§ **ASSIGNED TASK**
All that is needed is every line of the listing below that has "blurred".
○ ○ ○ ○ ○ ○ ○
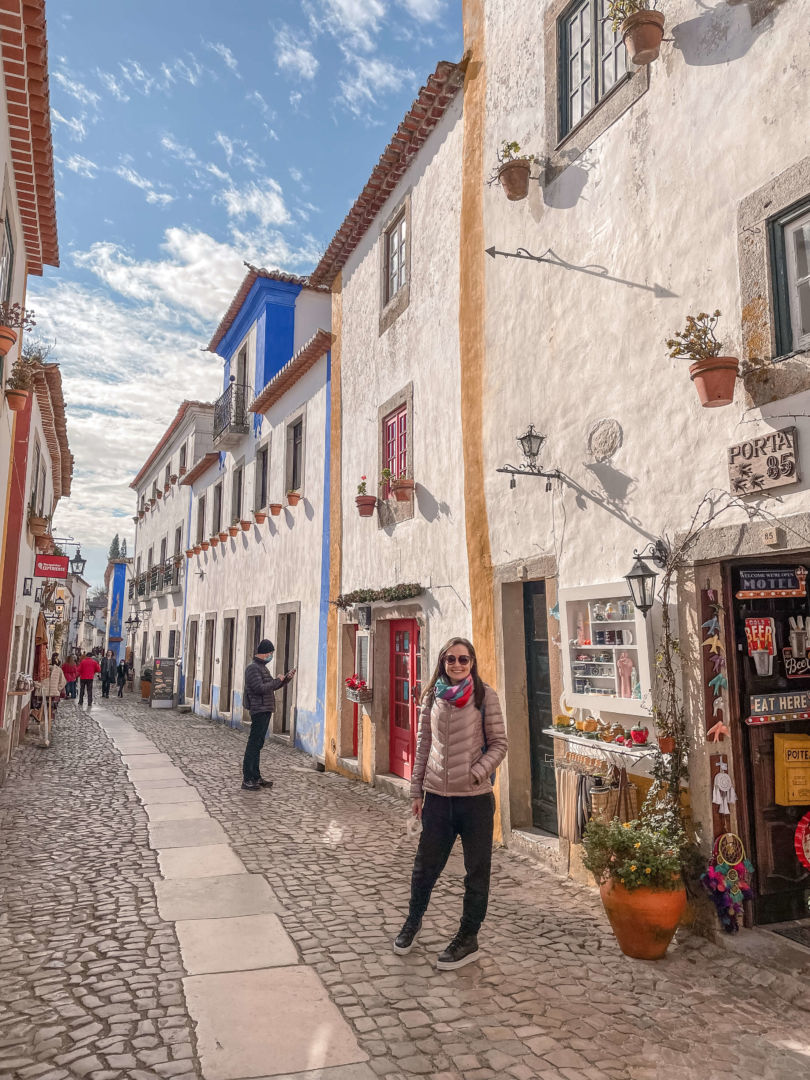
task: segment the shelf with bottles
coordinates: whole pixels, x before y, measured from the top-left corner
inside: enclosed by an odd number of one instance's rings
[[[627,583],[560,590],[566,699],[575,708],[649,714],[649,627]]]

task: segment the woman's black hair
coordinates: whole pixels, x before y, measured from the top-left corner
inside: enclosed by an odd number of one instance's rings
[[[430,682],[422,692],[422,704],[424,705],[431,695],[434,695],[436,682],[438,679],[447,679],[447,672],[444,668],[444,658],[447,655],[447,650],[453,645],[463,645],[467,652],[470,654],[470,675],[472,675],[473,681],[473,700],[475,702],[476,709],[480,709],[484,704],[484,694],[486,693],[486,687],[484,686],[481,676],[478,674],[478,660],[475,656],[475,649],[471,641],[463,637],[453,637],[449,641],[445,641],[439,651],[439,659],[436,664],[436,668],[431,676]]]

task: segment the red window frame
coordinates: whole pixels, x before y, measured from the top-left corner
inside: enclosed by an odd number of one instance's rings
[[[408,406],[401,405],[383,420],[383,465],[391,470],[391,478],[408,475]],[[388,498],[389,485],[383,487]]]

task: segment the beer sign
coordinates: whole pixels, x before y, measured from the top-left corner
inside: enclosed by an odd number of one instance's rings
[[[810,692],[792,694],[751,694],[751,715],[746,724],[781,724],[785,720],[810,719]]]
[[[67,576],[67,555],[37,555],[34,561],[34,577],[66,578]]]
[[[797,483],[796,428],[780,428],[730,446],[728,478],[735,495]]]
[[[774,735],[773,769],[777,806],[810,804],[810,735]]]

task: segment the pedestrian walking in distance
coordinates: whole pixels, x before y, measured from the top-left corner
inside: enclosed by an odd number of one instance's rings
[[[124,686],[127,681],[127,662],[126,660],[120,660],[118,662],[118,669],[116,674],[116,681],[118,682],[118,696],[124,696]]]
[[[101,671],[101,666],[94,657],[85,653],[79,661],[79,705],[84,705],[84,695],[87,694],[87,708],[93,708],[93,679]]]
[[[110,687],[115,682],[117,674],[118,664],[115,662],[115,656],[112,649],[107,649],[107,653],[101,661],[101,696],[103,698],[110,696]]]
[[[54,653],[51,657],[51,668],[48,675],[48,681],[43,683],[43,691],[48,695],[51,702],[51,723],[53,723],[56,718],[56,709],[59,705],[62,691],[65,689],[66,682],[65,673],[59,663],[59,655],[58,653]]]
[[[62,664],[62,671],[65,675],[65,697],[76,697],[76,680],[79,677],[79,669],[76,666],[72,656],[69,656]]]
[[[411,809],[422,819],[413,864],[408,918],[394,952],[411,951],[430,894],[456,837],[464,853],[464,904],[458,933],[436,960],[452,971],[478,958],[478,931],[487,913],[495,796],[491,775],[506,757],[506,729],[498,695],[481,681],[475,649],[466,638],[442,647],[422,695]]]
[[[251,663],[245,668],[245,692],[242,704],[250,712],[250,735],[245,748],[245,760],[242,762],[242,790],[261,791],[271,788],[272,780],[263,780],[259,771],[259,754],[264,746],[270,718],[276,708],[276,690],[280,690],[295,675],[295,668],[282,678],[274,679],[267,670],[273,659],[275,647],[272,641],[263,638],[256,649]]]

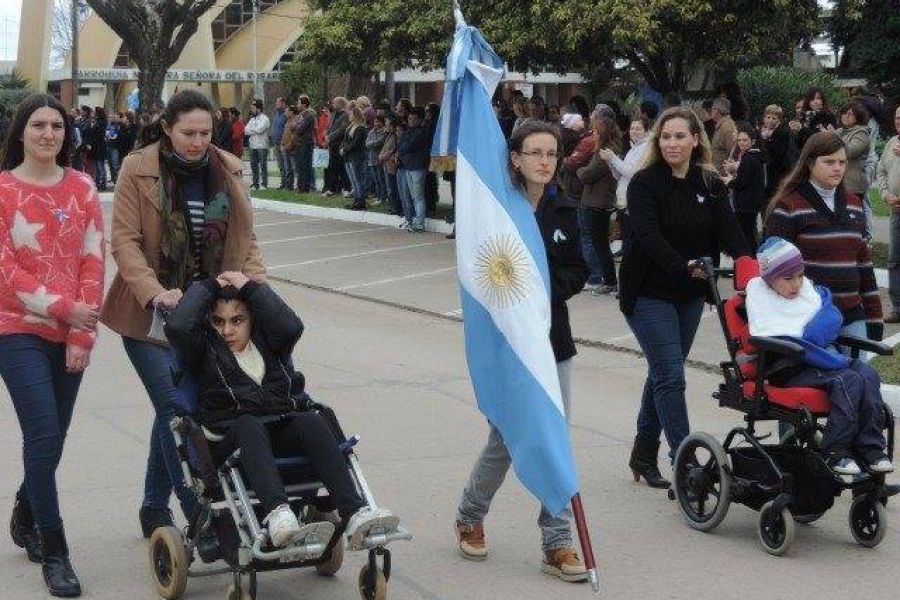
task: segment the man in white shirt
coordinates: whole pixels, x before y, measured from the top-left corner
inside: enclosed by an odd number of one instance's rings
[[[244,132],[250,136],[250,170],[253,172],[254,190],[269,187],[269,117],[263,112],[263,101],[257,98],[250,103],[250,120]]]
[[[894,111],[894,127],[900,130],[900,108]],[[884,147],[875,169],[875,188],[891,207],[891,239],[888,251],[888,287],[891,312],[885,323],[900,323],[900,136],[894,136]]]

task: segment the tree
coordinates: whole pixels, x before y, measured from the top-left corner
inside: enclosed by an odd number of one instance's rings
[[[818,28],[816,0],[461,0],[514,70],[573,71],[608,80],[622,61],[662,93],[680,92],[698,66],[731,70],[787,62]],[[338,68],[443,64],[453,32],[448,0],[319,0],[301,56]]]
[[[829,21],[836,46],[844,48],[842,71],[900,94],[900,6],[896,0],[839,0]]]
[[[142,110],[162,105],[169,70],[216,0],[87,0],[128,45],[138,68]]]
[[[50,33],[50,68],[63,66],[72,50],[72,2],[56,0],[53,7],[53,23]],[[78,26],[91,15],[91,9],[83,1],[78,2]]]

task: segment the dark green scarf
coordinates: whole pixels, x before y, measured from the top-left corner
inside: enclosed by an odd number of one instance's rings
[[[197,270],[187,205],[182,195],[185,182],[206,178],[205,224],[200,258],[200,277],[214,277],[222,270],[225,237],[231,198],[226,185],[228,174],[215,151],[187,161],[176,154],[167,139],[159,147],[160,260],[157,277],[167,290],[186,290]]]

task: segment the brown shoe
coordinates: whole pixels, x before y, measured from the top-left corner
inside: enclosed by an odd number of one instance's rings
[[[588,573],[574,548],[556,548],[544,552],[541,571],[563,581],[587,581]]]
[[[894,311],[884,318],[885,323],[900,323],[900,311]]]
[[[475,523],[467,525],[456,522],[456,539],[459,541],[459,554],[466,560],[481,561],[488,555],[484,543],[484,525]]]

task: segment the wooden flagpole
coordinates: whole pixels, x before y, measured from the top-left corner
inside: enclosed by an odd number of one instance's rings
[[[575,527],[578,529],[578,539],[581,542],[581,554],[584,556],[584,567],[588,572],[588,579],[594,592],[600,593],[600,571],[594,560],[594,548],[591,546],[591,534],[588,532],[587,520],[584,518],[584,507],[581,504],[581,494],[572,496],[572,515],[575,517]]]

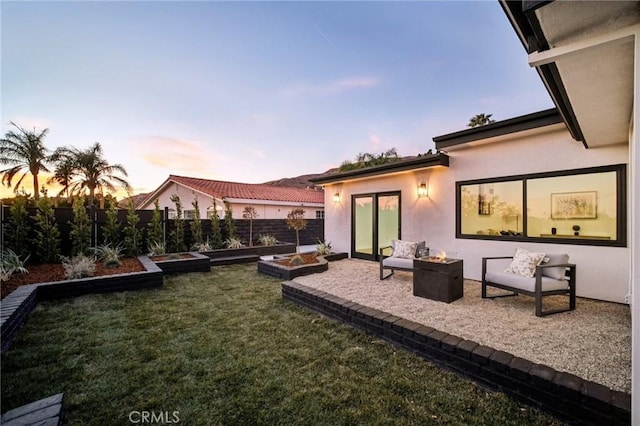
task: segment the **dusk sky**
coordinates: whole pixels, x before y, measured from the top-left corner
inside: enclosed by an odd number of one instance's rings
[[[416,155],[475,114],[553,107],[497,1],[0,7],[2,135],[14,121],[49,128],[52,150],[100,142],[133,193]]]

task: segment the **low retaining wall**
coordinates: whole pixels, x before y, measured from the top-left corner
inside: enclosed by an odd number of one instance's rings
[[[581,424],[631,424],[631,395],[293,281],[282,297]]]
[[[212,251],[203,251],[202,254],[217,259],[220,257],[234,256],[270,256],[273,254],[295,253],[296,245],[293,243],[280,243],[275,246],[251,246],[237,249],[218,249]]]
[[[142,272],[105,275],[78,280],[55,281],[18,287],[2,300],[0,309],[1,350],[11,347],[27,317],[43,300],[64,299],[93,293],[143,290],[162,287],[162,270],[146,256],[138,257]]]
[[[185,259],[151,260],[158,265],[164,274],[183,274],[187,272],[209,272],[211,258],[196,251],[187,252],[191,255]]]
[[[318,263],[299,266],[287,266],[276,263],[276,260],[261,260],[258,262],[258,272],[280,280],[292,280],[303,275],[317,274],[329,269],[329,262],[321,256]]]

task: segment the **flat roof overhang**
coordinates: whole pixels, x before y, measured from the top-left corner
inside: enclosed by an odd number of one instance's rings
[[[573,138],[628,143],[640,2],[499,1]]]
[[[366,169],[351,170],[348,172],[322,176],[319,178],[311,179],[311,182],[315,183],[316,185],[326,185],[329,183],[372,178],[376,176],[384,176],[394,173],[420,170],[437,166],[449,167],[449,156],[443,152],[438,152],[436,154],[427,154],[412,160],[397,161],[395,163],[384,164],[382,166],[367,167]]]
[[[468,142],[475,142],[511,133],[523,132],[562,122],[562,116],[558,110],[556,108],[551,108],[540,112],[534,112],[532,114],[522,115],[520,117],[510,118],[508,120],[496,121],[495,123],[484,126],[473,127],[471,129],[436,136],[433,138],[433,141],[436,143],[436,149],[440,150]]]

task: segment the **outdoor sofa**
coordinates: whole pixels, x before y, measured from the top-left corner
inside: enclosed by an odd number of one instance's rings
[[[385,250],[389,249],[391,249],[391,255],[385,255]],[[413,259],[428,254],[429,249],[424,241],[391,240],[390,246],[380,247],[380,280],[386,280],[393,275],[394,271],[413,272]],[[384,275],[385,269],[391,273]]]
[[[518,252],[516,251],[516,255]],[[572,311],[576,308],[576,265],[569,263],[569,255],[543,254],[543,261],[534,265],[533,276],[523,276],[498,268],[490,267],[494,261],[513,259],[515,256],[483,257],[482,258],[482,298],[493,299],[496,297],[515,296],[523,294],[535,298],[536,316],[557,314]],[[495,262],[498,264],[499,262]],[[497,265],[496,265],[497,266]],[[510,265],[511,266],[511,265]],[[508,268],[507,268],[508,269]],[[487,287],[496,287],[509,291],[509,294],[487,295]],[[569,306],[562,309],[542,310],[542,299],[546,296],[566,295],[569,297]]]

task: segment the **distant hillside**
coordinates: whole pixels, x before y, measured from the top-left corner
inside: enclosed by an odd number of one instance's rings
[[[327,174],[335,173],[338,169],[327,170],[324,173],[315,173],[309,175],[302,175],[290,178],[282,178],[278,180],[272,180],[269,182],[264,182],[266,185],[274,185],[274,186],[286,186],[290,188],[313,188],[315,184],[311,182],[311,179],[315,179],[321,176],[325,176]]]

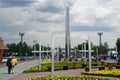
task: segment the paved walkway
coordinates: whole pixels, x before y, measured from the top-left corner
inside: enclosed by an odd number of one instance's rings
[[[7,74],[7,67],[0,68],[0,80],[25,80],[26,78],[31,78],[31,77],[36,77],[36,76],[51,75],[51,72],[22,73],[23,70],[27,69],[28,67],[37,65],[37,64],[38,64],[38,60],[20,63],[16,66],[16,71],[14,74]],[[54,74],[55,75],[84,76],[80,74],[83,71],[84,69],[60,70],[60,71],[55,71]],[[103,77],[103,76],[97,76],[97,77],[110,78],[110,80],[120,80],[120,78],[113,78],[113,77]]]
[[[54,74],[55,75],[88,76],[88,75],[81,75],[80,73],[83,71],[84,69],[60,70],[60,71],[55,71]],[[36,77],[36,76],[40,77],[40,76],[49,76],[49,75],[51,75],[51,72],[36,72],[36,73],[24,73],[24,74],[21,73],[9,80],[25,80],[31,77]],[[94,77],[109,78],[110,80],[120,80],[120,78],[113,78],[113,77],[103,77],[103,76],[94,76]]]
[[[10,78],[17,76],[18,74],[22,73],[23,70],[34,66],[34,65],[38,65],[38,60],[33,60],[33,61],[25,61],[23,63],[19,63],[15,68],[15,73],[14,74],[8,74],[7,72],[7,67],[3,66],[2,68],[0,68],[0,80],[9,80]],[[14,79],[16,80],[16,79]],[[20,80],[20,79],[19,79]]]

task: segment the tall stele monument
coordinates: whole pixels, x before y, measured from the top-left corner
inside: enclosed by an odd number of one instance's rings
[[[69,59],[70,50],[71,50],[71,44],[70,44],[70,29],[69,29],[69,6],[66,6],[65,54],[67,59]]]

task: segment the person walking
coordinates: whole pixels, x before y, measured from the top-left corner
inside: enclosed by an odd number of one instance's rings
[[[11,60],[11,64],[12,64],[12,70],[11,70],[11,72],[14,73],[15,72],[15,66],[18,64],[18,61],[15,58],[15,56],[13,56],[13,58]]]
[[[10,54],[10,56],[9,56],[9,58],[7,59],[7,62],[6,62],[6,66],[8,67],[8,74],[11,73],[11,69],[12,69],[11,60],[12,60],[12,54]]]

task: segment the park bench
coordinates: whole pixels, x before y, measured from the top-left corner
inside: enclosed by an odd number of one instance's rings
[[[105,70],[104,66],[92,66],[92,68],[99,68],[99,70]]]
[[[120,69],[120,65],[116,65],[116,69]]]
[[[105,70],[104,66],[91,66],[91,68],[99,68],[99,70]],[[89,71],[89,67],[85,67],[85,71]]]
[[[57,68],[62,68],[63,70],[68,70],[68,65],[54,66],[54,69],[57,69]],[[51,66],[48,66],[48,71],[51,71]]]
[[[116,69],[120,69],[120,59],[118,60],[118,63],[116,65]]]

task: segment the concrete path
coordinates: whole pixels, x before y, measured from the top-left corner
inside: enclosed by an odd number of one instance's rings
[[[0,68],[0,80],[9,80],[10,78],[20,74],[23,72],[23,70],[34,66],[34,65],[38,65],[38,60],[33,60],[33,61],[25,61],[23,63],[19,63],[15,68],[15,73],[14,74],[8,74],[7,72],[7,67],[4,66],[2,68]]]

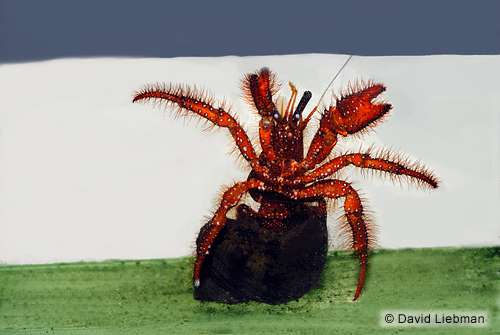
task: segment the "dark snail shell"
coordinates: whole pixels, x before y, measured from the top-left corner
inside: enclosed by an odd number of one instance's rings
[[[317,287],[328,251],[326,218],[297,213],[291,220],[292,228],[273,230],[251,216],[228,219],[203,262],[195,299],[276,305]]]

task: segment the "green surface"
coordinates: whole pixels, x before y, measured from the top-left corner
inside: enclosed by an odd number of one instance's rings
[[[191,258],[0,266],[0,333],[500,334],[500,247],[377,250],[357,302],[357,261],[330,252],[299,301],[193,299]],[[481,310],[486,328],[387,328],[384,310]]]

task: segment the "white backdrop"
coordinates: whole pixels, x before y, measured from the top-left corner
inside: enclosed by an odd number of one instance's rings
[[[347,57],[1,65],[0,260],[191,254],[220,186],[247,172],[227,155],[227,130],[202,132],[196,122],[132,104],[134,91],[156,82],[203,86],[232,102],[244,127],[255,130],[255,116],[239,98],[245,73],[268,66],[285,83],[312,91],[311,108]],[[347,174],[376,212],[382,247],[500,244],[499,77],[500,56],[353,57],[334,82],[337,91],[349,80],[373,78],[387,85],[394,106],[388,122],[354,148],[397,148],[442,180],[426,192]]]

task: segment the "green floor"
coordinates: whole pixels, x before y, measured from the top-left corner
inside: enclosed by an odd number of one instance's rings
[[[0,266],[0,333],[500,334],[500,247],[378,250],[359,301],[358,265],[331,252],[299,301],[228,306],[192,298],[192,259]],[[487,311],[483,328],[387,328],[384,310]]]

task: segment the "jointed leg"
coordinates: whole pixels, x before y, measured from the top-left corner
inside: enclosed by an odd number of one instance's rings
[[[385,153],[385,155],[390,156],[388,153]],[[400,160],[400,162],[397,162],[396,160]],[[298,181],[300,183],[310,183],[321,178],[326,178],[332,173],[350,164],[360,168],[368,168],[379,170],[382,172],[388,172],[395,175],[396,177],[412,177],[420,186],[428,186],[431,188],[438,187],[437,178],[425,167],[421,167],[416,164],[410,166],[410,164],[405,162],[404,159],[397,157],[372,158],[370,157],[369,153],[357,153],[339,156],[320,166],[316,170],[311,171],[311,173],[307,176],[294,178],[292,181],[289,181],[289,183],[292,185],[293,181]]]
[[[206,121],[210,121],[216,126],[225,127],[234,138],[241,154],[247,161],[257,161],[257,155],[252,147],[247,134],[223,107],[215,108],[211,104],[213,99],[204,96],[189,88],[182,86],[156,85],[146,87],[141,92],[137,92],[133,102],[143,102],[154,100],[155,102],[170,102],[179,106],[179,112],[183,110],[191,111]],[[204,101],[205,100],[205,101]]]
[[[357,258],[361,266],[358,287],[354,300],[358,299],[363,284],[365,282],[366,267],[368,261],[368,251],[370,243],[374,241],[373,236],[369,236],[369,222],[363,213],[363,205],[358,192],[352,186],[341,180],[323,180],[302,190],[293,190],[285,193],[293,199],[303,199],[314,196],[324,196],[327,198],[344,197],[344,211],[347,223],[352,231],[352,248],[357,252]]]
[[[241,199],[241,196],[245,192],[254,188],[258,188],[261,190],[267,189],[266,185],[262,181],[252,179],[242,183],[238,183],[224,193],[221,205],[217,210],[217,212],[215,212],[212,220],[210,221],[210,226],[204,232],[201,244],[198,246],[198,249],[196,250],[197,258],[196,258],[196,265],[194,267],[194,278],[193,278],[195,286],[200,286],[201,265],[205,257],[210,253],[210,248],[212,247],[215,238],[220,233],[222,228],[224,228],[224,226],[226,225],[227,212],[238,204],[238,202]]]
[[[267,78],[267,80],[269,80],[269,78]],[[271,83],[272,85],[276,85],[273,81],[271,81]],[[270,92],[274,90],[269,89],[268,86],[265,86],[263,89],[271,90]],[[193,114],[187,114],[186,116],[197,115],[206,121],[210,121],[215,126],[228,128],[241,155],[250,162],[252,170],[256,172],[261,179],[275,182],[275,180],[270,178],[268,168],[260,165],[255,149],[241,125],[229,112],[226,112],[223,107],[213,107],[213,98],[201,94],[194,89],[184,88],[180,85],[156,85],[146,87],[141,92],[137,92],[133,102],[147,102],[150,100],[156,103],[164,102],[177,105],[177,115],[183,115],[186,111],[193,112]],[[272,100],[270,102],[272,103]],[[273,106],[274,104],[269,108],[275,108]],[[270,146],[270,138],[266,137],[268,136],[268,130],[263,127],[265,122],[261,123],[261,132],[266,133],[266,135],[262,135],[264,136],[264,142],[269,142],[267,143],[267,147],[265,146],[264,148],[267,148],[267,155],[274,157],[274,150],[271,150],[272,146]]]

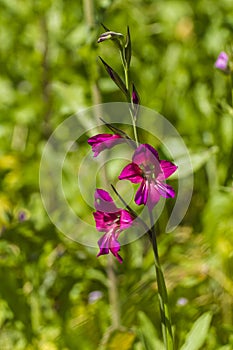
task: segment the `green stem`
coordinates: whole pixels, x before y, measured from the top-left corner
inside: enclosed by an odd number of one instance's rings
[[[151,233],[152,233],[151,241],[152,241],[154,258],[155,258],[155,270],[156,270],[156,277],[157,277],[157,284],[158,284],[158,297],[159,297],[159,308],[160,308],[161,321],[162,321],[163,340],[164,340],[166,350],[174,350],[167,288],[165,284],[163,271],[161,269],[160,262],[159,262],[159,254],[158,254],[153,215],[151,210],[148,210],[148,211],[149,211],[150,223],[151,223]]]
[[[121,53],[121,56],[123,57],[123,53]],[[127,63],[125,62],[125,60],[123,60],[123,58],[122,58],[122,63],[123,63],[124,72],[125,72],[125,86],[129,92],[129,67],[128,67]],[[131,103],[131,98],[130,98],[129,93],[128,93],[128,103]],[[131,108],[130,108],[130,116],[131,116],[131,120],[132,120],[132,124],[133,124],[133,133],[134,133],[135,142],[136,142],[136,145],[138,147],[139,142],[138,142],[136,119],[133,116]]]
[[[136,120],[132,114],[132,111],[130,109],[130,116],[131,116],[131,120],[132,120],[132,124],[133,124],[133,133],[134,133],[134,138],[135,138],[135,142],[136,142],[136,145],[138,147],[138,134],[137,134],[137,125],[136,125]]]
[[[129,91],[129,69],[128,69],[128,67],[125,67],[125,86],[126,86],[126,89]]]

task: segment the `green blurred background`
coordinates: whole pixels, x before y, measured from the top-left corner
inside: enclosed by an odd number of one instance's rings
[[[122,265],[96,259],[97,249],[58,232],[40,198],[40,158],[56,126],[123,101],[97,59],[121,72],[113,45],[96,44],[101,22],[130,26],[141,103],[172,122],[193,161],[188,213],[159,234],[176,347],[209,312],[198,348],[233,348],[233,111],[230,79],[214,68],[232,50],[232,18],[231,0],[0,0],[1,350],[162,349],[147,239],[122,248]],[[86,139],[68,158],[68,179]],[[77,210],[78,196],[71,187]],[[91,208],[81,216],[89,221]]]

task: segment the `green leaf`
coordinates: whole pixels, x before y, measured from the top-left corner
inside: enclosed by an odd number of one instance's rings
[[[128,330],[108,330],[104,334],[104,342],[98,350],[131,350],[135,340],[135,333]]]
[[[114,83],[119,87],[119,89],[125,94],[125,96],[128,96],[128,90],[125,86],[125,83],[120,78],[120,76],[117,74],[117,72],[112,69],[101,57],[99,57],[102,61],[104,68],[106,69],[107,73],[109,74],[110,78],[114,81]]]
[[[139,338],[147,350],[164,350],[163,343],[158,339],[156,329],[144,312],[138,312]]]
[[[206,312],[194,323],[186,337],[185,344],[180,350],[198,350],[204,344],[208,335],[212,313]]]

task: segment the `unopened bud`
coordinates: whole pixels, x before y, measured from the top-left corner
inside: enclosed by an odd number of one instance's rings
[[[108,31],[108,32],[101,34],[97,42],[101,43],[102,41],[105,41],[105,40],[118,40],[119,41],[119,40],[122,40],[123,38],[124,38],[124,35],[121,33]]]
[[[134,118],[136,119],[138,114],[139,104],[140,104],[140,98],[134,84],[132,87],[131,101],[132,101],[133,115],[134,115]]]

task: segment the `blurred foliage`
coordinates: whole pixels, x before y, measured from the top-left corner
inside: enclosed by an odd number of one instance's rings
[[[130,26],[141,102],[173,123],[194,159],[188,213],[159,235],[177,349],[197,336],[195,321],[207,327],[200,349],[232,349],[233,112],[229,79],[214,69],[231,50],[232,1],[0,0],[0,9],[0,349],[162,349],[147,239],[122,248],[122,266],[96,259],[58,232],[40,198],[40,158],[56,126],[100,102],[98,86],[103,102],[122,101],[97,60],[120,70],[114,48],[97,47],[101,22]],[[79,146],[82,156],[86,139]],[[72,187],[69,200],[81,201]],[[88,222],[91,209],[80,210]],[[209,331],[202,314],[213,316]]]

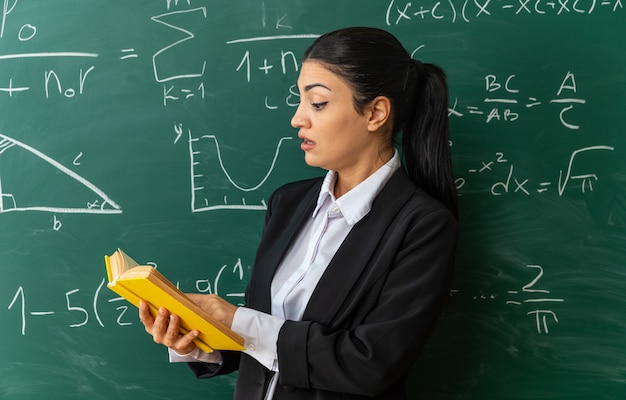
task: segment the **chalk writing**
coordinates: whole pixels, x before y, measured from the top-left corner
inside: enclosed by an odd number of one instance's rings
○ ○ ○ ○ ○ ○ ○
§ **RESULT OF THIS TASK**
task: segment the `green blurred background`
task: segment the `blurred foliage`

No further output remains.